### Extracted material

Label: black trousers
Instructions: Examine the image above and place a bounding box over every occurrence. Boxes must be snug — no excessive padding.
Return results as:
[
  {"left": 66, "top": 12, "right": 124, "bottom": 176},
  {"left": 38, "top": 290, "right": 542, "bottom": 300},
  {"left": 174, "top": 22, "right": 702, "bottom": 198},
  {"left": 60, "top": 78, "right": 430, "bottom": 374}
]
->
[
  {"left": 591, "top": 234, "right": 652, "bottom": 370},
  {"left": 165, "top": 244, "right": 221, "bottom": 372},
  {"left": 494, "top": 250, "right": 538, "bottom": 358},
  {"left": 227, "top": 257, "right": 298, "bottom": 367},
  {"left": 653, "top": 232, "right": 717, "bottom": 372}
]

######

About this task: When you answer, return the records above exactly as they stand.

Result for this task:
Label: black trousers
Instructions: Examine the image above and place a bounding box over every occurrence. Boxes must be snug — no excessive padding.
Return results as:
[
  {"left": 66, "top": 12, "right": 124, "bottom": 176},
  {"left": 38, "top": 290, "right": 542, "bottom": 300},
  {"left": 174, "top": 22, "right": 702, "bottom": 198},
  {"left": 60, "top": 78, "right": 430, "bottom": 374}
]
->
[
  {"left": 591, "top": 234, "right": 652, "bottom": 370},
  {"left": 165, "top": 244, "right": 221, "bottom": 372},
  {"left": 494, "top": 250, "right": 538, "bottom": 358},
  {"left": 227, "top": 257, "right": 298, "bottom": 367},
  {"left": 653, "top": 232, "right": 717, "bottom": 372}
]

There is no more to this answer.